▶ [PETUNJUK LATIHAN]:
A. Ringkaslah teks tentang kuliah tamu Bu Mimi dalam dua kalimat.
B. Lanjutkan teks tentang kuliah tamu Bu Mimi mulai dari kalimat sesudah kalimat terakhirnya.

▶ [TEKS YANG DIBERIKAN]:

◇ ◇ ◇ ◇

20110429

Memandang Disabilitas sebagai Suatu Keunikan, Do You Think So???



-Saat seseorang menjadikan disabilitas yang dimiliki menjadi kapabilitas yang luar biasa.-

Bu Mimi & Bu Dwi Widiastri
Jumat, 29 Maret 2011. Seperti biasa pada sekitar pukul 13.15 saya masuk ke dalam kelas Komunikasi Bisnis di FEUI. Namun suasana kali ini tampak berbeda, bangku-bangku disusun berbentuk U dan ada dua kursi di depan. Seperti yang dijanjikan oleh dosen saya, Bu Dwi Widiastri, kali ini kami akan kedatangan seorang dosen tamu spesial yaitu pemilik dari Mimi Institute, Dra. V. L. Mimi Mariani Lusli, M.Si, M.A. Saat beliau memasuki ruangan, pandangan saya dan teman-teman beralih dan mungkin tidak tampak lagi kebingunggan dalam raut wajah kami karena Bu Dwi sebelumnya telah menjelaskan kondisi dari Bu Mimi.

Dra. V. L. Mimi Mariani Lusli, M.Si, M.A. adalah seorang praktisi pendidikan dan konsultan disabilitas yang ternyata memiliki disabilitas dalam hal penglihatan. Saat usianya 10 tahun penglihatannya mulai menurun, namun dokter terus memberikan harapan kepadanya dengan menyuruhnya mengkonsumsi vitamin-vitamin agar penglihatannya kembali seperti awal. Namun waktu demi waktu berlalu sampai pada usia ke 17 tahun, dokter mengabarkan bahwa penyakitnya tidak bisa disembuhkan dan masih dilakukan penelitian hingga saat ini. “Saat itu saya marah karena dokter baru sekarang mengatakannya pada saya…” ujar Bu Mimi. Tetapi ternyata seiring berjalannya waktu, beliau dapat survive dalam menjalani hidup dan saat ini menjadi salah satu orang yang fokus menangani masalah disabilitas.

◇ ◇ ◇ ◇

▶ [CATATAN YANG DIBERIKAN]:
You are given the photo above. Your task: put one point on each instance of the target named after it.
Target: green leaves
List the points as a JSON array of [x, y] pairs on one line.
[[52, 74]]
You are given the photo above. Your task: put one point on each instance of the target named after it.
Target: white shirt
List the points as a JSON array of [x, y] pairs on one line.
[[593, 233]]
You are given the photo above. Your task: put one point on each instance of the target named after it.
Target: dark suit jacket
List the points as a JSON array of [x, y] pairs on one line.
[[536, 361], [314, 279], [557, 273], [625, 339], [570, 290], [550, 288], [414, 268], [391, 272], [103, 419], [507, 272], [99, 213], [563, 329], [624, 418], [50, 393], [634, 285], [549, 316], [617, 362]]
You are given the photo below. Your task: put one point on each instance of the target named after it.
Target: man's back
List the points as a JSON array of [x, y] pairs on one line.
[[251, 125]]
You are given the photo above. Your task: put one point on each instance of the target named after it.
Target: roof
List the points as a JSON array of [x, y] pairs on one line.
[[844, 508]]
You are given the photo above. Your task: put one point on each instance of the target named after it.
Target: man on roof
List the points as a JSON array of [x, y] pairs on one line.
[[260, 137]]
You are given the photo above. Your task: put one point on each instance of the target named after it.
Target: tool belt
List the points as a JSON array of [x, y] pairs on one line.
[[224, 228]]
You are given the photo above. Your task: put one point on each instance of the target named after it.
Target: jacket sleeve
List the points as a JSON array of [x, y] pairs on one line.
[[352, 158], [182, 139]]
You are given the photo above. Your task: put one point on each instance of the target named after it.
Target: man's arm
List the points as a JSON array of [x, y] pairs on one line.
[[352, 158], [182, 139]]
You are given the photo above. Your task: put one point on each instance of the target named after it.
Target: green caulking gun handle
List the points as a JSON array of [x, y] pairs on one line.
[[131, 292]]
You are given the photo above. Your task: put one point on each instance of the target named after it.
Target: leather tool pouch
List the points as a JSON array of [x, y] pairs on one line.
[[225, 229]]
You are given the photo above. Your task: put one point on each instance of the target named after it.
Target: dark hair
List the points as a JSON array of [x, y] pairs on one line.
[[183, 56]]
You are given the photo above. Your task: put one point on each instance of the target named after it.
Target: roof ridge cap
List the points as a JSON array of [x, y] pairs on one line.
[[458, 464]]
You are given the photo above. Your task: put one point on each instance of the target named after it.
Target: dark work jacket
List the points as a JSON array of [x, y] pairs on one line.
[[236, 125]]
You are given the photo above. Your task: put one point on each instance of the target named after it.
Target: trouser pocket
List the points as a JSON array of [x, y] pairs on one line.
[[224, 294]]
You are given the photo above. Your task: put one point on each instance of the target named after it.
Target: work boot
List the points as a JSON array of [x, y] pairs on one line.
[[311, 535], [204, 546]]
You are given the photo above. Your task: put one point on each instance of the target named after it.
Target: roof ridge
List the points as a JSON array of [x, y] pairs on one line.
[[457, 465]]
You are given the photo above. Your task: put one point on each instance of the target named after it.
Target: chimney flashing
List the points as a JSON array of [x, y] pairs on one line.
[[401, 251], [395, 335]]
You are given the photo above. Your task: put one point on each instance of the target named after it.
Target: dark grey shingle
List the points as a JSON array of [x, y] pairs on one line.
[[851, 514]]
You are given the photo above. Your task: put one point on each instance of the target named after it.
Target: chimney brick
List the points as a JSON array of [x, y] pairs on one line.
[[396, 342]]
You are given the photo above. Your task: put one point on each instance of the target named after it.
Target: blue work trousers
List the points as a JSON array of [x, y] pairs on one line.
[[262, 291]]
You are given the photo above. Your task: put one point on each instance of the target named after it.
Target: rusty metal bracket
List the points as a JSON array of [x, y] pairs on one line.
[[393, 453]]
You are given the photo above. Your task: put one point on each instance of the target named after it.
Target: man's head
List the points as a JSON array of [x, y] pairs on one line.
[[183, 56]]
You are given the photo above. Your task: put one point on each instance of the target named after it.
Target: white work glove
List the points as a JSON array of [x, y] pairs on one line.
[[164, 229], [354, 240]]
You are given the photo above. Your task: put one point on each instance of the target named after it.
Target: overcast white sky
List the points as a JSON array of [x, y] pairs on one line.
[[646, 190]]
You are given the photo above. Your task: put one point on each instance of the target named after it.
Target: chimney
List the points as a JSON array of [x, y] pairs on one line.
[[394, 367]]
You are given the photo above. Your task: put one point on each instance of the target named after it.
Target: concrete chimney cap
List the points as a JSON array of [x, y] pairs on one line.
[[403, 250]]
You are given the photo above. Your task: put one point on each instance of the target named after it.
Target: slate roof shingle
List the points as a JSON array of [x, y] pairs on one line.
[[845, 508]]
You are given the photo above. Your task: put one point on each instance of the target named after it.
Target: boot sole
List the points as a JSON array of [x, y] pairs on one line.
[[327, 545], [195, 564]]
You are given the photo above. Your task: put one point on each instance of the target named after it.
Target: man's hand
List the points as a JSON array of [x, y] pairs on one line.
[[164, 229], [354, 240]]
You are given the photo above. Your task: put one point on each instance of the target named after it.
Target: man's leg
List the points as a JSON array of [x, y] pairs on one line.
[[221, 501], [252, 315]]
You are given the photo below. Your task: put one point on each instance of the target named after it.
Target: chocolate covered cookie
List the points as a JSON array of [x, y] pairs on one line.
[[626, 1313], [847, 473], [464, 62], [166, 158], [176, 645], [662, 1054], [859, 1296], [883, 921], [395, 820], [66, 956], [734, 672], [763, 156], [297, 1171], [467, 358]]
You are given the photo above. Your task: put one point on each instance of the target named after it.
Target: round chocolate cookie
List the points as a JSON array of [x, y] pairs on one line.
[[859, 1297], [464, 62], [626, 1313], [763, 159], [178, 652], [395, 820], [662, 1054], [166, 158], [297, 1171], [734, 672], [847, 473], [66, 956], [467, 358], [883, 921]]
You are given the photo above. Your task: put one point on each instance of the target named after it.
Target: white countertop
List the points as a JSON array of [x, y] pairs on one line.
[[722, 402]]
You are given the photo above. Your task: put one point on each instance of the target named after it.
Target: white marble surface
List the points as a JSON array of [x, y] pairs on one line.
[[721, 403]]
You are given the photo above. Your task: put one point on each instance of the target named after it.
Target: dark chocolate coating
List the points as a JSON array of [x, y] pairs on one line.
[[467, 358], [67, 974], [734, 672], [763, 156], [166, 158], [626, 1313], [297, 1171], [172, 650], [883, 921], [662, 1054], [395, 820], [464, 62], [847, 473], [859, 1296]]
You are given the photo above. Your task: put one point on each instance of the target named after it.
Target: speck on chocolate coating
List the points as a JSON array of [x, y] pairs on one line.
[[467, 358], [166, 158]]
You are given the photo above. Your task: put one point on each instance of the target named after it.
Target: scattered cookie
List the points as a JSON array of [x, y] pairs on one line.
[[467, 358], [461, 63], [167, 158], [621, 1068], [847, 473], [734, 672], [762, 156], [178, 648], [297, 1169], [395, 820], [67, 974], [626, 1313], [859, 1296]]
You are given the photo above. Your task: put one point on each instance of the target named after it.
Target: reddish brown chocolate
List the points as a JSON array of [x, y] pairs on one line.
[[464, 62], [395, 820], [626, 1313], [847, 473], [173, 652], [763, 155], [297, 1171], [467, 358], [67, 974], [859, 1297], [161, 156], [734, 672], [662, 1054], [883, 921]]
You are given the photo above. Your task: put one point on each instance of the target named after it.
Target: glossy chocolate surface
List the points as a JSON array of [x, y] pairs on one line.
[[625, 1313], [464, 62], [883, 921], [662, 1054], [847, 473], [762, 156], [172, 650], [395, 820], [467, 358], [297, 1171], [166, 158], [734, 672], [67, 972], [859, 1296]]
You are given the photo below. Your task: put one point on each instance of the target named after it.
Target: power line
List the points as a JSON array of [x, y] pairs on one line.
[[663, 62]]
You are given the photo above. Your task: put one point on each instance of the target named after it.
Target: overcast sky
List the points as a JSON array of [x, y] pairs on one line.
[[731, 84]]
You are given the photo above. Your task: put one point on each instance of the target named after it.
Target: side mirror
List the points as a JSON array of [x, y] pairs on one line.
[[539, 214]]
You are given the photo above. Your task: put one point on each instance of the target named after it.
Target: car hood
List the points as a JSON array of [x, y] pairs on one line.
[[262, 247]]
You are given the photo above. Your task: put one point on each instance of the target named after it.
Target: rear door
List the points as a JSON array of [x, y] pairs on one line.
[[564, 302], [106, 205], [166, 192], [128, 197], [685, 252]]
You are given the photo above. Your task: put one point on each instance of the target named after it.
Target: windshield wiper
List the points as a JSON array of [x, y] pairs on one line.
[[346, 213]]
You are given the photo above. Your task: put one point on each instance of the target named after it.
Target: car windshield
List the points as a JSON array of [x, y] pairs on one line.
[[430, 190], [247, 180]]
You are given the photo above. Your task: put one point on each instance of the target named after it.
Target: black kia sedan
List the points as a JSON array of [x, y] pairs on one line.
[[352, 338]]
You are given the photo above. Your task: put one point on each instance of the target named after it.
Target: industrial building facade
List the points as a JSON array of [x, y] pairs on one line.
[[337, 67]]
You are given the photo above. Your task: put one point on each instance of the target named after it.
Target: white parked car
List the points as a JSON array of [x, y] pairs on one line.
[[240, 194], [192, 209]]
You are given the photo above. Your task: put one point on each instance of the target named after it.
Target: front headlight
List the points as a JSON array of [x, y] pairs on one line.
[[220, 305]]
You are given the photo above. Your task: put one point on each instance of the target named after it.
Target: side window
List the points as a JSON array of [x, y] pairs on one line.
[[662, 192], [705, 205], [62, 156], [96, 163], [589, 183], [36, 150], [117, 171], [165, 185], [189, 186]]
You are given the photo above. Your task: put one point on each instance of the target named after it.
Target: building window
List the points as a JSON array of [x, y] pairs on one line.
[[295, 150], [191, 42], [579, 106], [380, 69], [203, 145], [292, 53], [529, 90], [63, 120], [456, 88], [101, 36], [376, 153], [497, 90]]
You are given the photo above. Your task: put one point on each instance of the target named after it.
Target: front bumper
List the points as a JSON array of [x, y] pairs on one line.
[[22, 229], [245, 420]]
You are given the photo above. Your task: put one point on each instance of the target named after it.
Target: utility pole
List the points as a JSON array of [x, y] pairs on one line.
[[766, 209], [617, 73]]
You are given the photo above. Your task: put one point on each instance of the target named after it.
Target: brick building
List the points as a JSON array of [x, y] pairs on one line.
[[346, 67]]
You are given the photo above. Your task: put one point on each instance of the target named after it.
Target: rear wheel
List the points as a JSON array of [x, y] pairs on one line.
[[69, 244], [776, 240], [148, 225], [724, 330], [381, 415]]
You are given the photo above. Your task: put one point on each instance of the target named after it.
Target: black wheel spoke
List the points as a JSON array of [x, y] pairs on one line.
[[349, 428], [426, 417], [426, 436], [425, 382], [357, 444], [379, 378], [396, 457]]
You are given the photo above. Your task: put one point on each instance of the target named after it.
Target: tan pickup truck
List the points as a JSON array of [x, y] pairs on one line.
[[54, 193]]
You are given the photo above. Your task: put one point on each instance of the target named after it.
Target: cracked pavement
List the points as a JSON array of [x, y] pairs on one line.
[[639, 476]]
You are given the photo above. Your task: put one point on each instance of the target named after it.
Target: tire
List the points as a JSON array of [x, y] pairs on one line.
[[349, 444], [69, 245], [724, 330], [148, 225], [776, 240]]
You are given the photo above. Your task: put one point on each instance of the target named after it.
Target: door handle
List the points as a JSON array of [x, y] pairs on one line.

◇ ◇ ◇ ◇

▶ [HASIL TIAP TUGAS]:
A. Dalam kelas Komunikasi Bisnis di FEUI, dosen Bu Dwi Widiastri menghadirkan dosen tamu Dra. V. L. Mimi Mariani Lusli, M.Si, M.A., pemilik Mimi Institute. Bu Mimi adalah praktisi pendidikan dan konsultan disabilitas yang penglihatannya mulai menurun sejak usia 10 tahun dan pada usia 17 tahun dinyatakan dokter tidak bisa disembuhkan, tetapi seiring waktu ia mampu bertahan dan kini menjadi salah satu orang yang fokus menangani masalah disabilitas.

B.
Pertanyaan awal yang beliau berikan kepada kami, “apa yang kalian rasakan saat melihat orang cacat?” Jawaban-jawaban pun bermunculan, ada yang bilang ingin menolong, kasihan, hebat, merasa dirinya lebih beruntung, sedih, malu, dan lain-lain. Pada kenyataannya, kecacatan selama ini dipahami sebagai handicap, impairment, dan disability. Namun dari tiga pemahaman tersebut, kata mana yang paling tepat untuk menggambarkan kecacatan? Pertama, saat kecacatan diartikan sebagai handicap berarti kecacatan adalah suatu keterbatasan. Sedangkan keterbatasan tersebut sebenarnya tidak dimiliki oleh orang cacat saja, tetapi juga dimiliki oleh orang normal seperti kita. Kedua, jika kecacatan diartikan sebagai impairment berarti kecacatan menggambarkan sesuatu yang rusak. “Hanya retina saya yang rusak saat saya berusia 10 tahun. Retina hanya bagian dari anggota tubuh saya artinya tidak semua bagian dari tubuh saya yang rusak,” jelasnya. Ketiga, apabila kecacatan dianggap sebagai disabilitas artinya ada ketidakmampuan dalam diri seseorang. Maka kata yang paling pantas untuk menggantikan kata ‘cacat’ yang kerap kali berkonotasi negatif adalah ‘disabilitas’.

Penggunaan kata ‘cacat’ juga harus mulai ditinggalkan karena cacat itu misalnya barang cacat adalah sesuatu yang kesannya harus dibuang, sementara jika kata tersebut digunakan untuk manusia maka akan memiliki kesan kurang menghargai. Selain penggunaan kata ‘cacat’, penggunaan kata ‘tuna’ juga harus dipertimbangkan lagi untuk digunakan. Tuna = Tanpa. Bu Mimi menyatakan, “saya punya mata kok, hanya tidak dapat berfungsi jadi saya bukan tuna netra (tanpa mata).”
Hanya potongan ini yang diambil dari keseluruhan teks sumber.